Directions for this task:
Please arrange the material below as a Markdown table with the columns "Row" and "Text," starting at the beginning of the material and going on through the line with "x=372, y=246". Skip blank lines and leave out the pictures.

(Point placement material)
━━━━━━
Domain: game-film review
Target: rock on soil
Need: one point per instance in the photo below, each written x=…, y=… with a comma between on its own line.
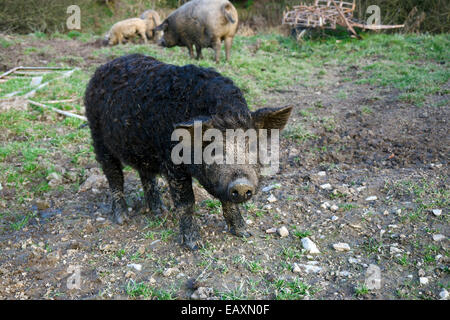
x=283, y=232
x=341, y=246
x=309, y=245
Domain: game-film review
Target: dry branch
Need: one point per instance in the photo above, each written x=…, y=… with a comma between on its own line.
x=66, y=113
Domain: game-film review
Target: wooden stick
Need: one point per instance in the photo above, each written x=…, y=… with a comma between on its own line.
x=345, y=20
x=9, y=71
x=66, y=113
x=377, y=26
x=61, y=101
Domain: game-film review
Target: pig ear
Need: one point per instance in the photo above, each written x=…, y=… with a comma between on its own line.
x=272, y=118
x=163, y=26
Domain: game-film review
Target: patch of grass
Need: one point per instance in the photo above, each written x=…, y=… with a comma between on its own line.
x=348, y=206
x=120, y=253
x=142, y=290
x=302, y=234
x=21, y=222
x=291, y=253
x=292, y=290
x=254, y=266
x=372, y=246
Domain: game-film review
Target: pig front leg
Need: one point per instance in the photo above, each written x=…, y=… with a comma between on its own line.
x=152, y=194
x=235, y=222
x=183, y=198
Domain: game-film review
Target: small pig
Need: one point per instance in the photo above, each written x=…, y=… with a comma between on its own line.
x=203, y=23
x=133, y=105
x=126, y=29
x=152, y=19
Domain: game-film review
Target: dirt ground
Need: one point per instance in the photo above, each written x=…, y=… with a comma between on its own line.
x=365, y=144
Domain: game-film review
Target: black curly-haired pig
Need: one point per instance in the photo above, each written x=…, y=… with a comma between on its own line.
x=135, y=102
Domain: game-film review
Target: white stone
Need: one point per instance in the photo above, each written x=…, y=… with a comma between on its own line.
x=325, y=205
x=309, y=245
x=273, y=186
x=272, y=198
x=341, y=246
x=168, y=272
x=353, y=260
x=443, y=294
x=325, y=186
x=135, y=266
x=438, y=237
x=283, y=231
x=308, y=268
x=394, y=250
x=437, y=212
x=344, y=273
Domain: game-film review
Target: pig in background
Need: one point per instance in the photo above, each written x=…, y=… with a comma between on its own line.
x=203, y=24
x=152, y=20
x=133, y=105
x=125, y=29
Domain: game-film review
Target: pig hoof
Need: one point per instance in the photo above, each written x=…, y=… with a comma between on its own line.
x=191, y=242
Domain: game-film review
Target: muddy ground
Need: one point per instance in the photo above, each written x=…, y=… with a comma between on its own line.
x=388, y=149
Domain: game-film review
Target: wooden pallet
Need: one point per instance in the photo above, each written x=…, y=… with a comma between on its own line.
x=328, y=14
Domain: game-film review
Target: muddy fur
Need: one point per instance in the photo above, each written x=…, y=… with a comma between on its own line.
x=152, y=20
x=203, y=23
x=133, y=104
x=126, y=29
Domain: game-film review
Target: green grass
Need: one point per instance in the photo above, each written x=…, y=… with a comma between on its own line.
x=292, y=290
x=412, y=66
x=145, y=291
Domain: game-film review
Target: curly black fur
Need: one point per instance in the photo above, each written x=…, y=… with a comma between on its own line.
x=132, y=105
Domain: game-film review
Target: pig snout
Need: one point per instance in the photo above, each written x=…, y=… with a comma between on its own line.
x=240, y=190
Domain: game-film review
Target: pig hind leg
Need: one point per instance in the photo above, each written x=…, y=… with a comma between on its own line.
x=183, y=198
x=152, y=194
x=217, y=45
x=228, y=43
x=198, y=48
x=112, y=168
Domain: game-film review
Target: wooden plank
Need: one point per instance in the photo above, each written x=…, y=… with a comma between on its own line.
x=345, y=20
x=9, y=72
x=65, y=113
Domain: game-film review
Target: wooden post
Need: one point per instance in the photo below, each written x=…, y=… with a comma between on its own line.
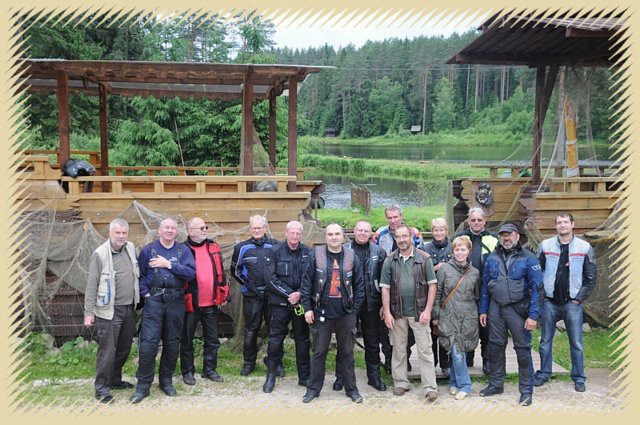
━━━━━━
Complete output:
| Row | Text |
|---|---|
| 1 | Domain: game-film review |
| 2 | Target: rock on soil |
| 3 | Need: one point per instance in the photo below, each written x=…, y=… with a comma between on its own line. |
| 4 | x=283, y=232 |
| 5 | x=341, y=246 |
| 6 | x=309, y=245 |
| 7 | Domain: game-film review |
| 8 | Target: dry branch |
| 9 | Need: one point per instance in the photo above, each written x=…, y=… with a comma between on its own line. |
| 10 | x=66, y=113 |
| 11 | Domain: game-film review |
| 12 | Target: wooden stick |
| 13 | Need: one point per instance in the photo above, each written x=…, y=… with a comma between on its own line. |
| 14 | x=345, y=20 |
| 15 | x=9, y=71 |
| 16 | x=66, y=113 |
| 17 | x=377, y=26 |
| 18 | x=61, y=101 |
| 19 | Domain: game-film review |
| 20 | Target: pig ear |
| 21 | Need: one point per instance in the photo above, each written x=…, y=… with a comma between on its own line. |
| 22 | x=272, y=118 |
| 23 | x=163, y=26 |
| 24 | Domain: game-film review |
| 25 | Target: patch of grass |
| 26 | Need: one point per instance in the photo above, each written x=…, y=… with a comma between on its own line. |
| 27 | x=348, y=206 |
| 28 | x=120, y=253 |
| 29 | x=142, y=290 |
| 30 | x=302, y=234 |
| 31 | x=21, y=222 |
| 32 | x=291, y=253 |
| 33 | x=292, y=290 |
| 34 | x=254, y=266 |
| 35 | x=372, y=246 |